** Requirement 1 **
Answer these questions about the book review, each on its own line:
(a) Whose idea of "prophetic redemption" does Flores draw on?
(b) Who co-authored the opening chapter with Flores?
(c) What does the acronym FORCE stand for?
** Requirement 2 **
Could you continue the book review from where it stops?

** Passage shown **
▼
Edward Orozco Flores’s new book, “Jesus Saved an Ex-Con,” is a timely account of political activism of formerly incarcerated people in the United States, many of whom are working to expand the boundaries of social and democratic inclusion. Flores documents faith-based campaigns in Los Angeles and Chicago against what he and his interlocutors call “records discrimination,” or the structural barriers that people with criminal records face which make it difficult or impossible for some to vote, find employment, or shed the stigma associated with their pasts. Flores draws extensively on the theologian Helene Slessarev-Jamir’s articulation of “prophetic redemption” (Prophetic Activism, NYU Press, 2011) to conceive of former prisoners’s activism in relation to their efforts for personal reform. In particular, Flores makes the case that political activism is closely tied to the recovery narratives that characterize many faith-based rehabilitation programs. Activists ritually recount not only their sins, repentance, and punishment; they also lay claim to a legitimate space in social and political life by insisting that they will “give back”—to help create a utopian future. In Flores’s telling, the logics of twelve-step programs, and other Christian rehabilitative programs, leave little if any distance between the personal and the political: redeeming one’s self is inextricable from efforts to redeem broader society by campaigning against violence, racism, and inequality.
Jesus Saved an Ex-Con opens with a chapter co-authored with Jennifer Elena Cossyleon and dedicated to explaining how faith-based organizations came to occupy prominent roles in, and adjacent to, US criminal justice systems. Flores and Cossyleon highlight the privatization of probation systems beginning in the late 1980s as well as the widespread use of public-private partnerships—after the 1994 Crime Act—under the rubric of “community policing.” Their descriptions of the machinations of key elite organizations—such as the Council of State Governments, the American Probation and Parole Association, and the Urban Institute—in shaping religious organizations’s involvement with criminal justice systems provides fascinating reading to scholars interested in issues of church and state, though the chapter misses some opportunities for examining religious groups’s consequential involvement with criminal justice in prior decades. In Flores’s telling, elite organizations’s decisions to partner with religious groups inadvertently created space for faith-based campaigns led by formerly incarcerated people.
The book then moves on to further develop the idea of “prophetic redemption”—detailing how it takes different forms in cases from Chicago and Los Angeles. Flores argues that the Chicago organization he worked with, Fighting to Overcome Records and Create Equality (FORCE), epitomizes “insurgent prophetic redemption” in that its strategies for community organizing are based in confrontational tactics, issue-based organizing, and in discourses about zero-sum power. In contrast, Los Angeles’s Homeboys Local Organizing Committee (LOC) represents a case of “pastoral prophetic redemption,” and Flores highlights Homeboys LOC’s efforts to build collaborative relationships with elected officials and other faith- and community-based organizations. Flores attributes the groups’s divergent tactics to their respective religious origins, tracing FORCE’s genealogy to racial justice movements in Chicago’s Black churches and the Homeboy LOC’s to Catholic teachings and organizations, such as the Jesuit-founded People Improving Communities through Organizing. Speaking to scholarly concerns with social movements and civil religion, Flores illustrates how philosophies of community organizing and social inclusion draw on religious practices, theologies, and organizations.
▲
** Dataset entries **
▼
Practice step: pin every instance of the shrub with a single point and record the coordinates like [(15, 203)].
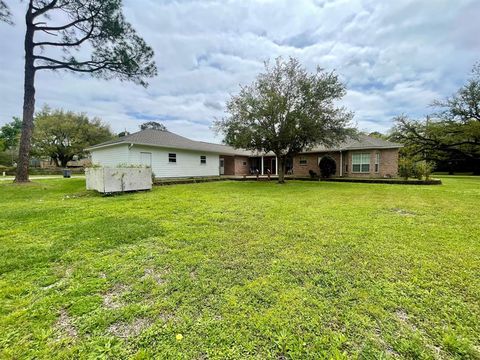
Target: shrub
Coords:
[(424, 169), (406, 168)]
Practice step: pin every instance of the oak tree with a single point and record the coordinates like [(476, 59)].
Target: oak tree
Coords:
[(64, 135), (286, 110)]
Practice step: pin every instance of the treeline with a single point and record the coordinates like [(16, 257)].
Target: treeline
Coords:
[(59, 135), (449, 137)]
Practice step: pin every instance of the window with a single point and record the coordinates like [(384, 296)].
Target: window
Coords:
[(361, 162), (377, 162)]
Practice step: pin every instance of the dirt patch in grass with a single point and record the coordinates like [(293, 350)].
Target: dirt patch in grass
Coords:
[(65, 325), (125, 330), (112, 299), (403, 212), (157, 276), (67, 274)]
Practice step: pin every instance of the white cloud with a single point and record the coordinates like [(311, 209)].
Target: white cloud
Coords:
[(396, 57)]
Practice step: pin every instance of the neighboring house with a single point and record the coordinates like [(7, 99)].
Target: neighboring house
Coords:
[(170, 155)]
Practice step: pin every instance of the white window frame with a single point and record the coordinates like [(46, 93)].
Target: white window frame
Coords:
[(363, 161), (377, 162)]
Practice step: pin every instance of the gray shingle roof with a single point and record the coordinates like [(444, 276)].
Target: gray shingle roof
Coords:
[(167, 139), (360, 142)]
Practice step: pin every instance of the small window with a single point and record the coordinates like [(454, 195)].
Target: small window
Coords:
[(377, 162), (361, 163)]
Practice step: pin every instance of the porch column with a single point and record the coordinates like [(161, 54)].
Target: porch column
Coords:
[(341, 164)]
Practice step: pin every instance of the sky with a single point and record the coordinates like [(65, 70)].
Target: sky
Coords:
[(395, 57)]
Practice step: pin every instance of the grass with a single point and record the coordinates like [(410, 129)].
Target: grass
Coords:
[(241, 270)]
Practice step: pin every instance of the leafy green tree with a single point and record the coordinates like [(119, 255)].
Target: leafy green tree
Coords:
[(452, 133), (378, 135), (110, 49), (63, 135), (286, 110), (153, 125)]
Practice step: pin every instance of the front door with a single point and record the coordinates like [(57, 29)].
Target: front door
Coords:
[(222, 166)]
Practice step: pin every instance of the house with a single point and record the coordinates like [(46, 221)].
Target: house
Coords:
[(172, 156)]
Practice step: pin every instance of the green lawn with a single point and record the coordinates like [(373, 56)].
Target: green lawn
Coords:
[(241, 270)]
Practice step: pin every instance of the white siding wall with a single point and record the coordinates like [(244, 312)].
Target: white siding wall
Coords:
[(187, 165), (111, 156)]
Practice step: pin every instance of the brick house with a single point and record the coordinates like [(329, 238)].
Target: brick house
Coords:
[(172, 155)]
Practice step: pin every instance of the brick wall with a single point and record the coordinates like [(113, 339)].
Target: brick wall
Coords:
[(229, 165), (388, 163)]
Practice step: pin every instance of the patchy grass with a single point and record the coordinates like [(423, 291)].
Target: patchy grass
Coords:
[(241, 270)]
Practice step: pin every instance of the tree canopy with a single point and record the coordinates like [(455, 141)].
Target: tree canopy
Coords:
[(153, 125), (63, 135), (286, 110), (452, 133), (56, 31)]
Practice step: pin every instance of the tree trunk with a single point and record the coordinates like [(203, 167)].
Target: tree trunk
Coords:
[(281, 169), (28, 103)]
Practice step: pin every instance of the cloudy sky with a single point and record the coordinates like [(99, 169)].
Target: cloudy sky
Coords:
[(395, 57)]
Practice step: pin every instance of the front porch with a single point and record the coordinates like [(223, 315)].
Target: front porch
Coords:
[(251, 166)]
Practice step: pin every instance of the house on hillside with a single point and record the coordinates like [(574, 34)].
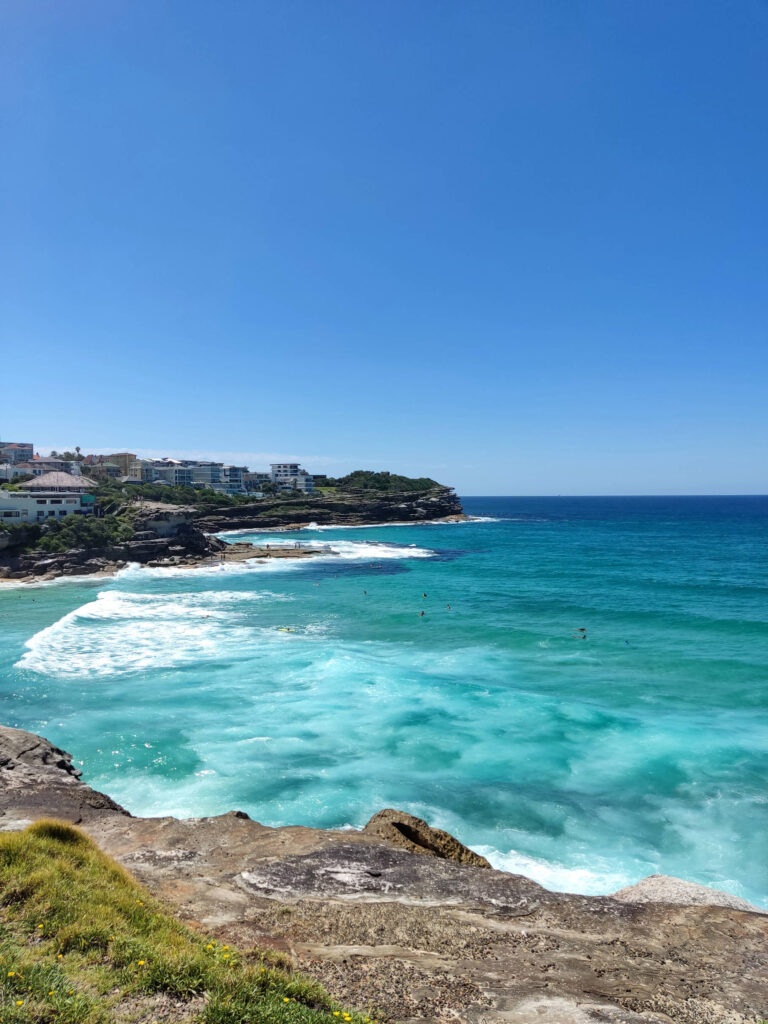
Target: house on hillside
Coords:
▲
** Reply 1 **
(a) The theologian Helene Slessarev-Jamir's.
(b) Jennifer Elena Cossyleon.
(c) Fighting to Overcome Records and Create Equality.

** Reply 2 **
Flores is an empathetic ethnographer and a candid writer. He makes the connections between redemption narratives and political claims clear in seven interview-based case studies in which activists explicitly link their projects of political activism to their efforts of personal reform. Yet the most compelling data come from Flores’s own activism with, and on behalf of, formerly incarcerated people. In one scene, Flores recounts a meeting he facilitated, between FORCE members and an Illinois state representative, to seek support for a bill that would, for certain types of offenses, seal criminal records. After the representative wrested command of the meeting from a caught-off-guard Flores, members of FORCE criticized his management of the meeting, saying that he allowed the representative to “take the power” away from him (99). In another, readers learn that FORCE’s leadership structure is modeled on gang hierarchies. The story is a wonderful example of how formerly incarcerated activists leverage their stigmatized pasts to make claims to social, economic, and political inclusion.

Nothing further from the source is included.